Segment Start: SOURCE DATA

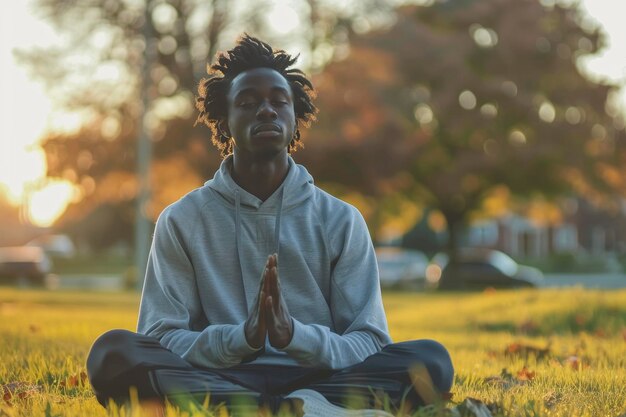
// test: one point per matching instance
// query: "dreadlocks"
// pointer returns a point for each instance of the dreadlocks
(250, 53)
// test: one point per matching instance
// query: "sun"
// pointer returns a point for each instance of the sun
(47, 205)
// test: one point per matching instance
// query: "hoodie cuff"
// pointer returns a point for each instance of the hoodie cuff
(304, 343)
(235, 342)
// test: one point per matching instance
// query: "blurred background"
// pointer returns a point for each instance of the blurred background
(485, 138)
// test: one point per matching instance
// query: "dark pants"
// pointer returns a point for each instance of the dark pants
(120, 359)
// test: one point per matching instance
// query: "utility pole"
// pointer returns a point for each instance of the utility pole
(144, 157)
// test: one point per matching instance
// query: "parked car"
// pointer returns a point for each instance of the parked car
(60, 246)
(24, 266)
(401, 267)
(480, 268)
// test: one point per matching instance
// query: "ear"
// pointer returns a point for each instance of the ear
(222, 128)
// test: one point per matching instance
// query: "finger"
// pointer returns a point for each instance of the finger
(267, 281)
(274, 288)
(269, 312)
(262, 308)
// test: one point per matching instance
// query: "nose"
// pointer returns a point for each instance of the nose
(266, 110)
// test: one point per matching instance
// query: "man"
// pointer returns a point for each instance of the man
(260, 287)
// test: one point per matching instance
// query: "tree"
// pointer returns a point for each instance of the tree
(97, 73)
(457, 100)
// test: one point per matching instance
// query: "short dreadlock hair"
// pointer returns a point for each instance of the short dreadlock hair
(250, 53)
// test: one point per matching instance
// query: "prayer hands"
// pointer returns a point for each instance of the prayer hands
(270, 315)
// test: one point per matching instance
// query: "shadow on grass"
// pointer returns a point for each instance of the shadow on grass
(599, 320)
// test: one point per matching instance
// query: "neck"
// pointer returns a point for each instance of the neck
(260, 177)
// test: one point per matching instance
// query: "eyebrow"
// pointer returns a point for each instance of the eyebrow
(253, 91)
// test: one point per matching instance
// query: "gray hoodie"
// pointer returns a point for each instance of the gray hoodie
(206, 261)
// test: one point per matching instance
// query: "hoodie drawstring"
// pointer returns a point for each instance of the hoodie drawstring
(277, 225)
(238, 233)
(238, 244)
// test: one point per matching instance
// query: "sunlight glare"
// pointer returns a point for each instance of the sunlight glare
(47, 204)
(283, 19)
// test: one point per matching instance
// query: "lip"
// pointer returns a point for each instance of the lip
(266, 128)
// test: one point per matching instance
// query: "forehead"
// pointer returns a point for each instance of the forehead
(258, 79)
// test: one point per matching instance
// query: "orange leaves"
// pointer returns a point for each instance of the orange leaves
(526, 351)
(74, 381)
(507, 380)
(525, 374)
(18, 391)
(575, 363)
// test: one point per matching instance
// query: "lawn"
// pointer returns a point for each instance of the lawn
(557, 353)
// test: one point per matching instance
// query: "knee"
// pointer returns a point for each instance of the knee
(434, 356)
(107, 354)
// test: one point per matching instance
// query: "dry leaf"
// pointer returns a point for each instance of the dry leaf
(525, 374)
(526, 351)
(74, 380)
(471, 407)
(19, 390)
(529, 326)
(575, 362)
(551, 399)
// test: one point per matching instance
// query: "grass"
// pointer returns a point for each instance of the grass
(552, 353)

Segment End: SOURCE DATA

=== EXERCISE DESCRIPTION ===
The result should be a verbatim copy of the data, free of pictures.

=== RESULT OF THE TASK ===
// test: one point per matching instance
// query: "dreadlocks"
// pointer returns a point for each instance of the dreadlocks
(250, 53)
// test: one point per matching instance
// query: "sun"
// pointer returns a point for each instance of the sun
(47, 205)
// test: one point per matching instance
// query: "hoodie cuff"
// pointer returns a point for each instance of the hoodie cuff
(304, 343)
(235, 342)
// test: one point per matching instance
// query: "blurred background"
// pointer returns a point for each instance of the blurred background
(485, 138)
// test: one point per matching instance
// query: "dark pants"
// pointer returns a point for each instance of the dark pants
(120, 359)
// test: one point per matching instance
// query: "utility pole"
// pointer returns a point for each instance of the utility pole
(144, 157)
// test: one point per matching instance
// query: "parked car"
// pointer returns a point for each instance of the parked car
(60, 246)
(24, 266)
(401, 267)
(480, 268)
// test: one point per matching instance
// query: "ear"
// pointer returns a point for each instance of the ear
(222, 128)
// test: one point per matching instance
// query: "finger"
// pointer returns a point for each instance of the finger
(267, 281)
(274, 288)
(269, 312)
(262, 308)
// test: one point per matching instance
// query: "nose"
// pointer returns a point for each instance of the nose
(266, 110)
// test: one point per matching instance
// query: "man"
// pointer returns a point for each instance of the man
(260, 287)
// test: one point per matching instance
// query: "tree"
// pointer returns a point for each instance of the tree
(97, 73)
(457, 100)
// test: one point per matching instance
// query: "short dreadlock hair"
// pointer returns a point for each instance of the short dreadlock hair
(250, 53)
// test: one point per matching instance
// query: "prayer hands"
// pointer returns a point for each instance of the prayer hands
(270, 315)
// test: one point per matching instance
// query: "shadow on grass"
// pointer returns a point for each instance of the shadow on grass
(599, 320)
// test: one point per matching instance
// query: "neck"
// pointer returns a point for each instance of the neck
(260, 177)
// test: one point per matching instance
// query: "eyebrow"
// pointer returns a point for each instance of the eyebrow
(253, 91)
// test: one point per matching instance
// query: "gray hoodie"
// pointer returns a point for each instance of the gray hoodie
(206, 261)
// test: one point per matching instance
// query: "hoodie drawstring"
// pointer returns a point for each instance of the hoodie drawstring
(277, 225)
(238, 233)
(238, 244)
// test: one point per matching instance
// query: "sunlight glare"
// pointer returns a point for each instance of the sunlight glare
(47, 204)
(283, 19)
// test: one point per matching instance
// query: "lip"
// pointer returns a point for each instance of the lip
(266, 128)
// test: one point per matching instance
// query: "forehead"
// pointer returns a point for each instance of the forehead
(258, 79)
// test: one point per matching instance
// query: "orange leaves"
// pointer returns a point for each instance of the orange leaves
(526, 351)
(74, 381)
(507, 380)
(525, 374)
(18, 391)
(575, 363)
// test: one point per matching instance
// query: "lawn"
// pointer returns a point for each instance of the lawn
(557, 353)
// test: one point per matching instance
// query: "knee"
// pointer returns a point for each instance of the knee
(434, 356)
(107, 354)
// test: one point per matching instance
// query: "dry leaf"
// pointer returns a point for each instance of the dry leaf
(525, 374)
(526, 351)
(74, 380)
(471, 407)
(19, 390)
(529, 326)
(575, 362)
(551, 399)
// test: one point per matching instance
// query: "grass"
// pointer returns a point for each instance of the grass
(552, 353)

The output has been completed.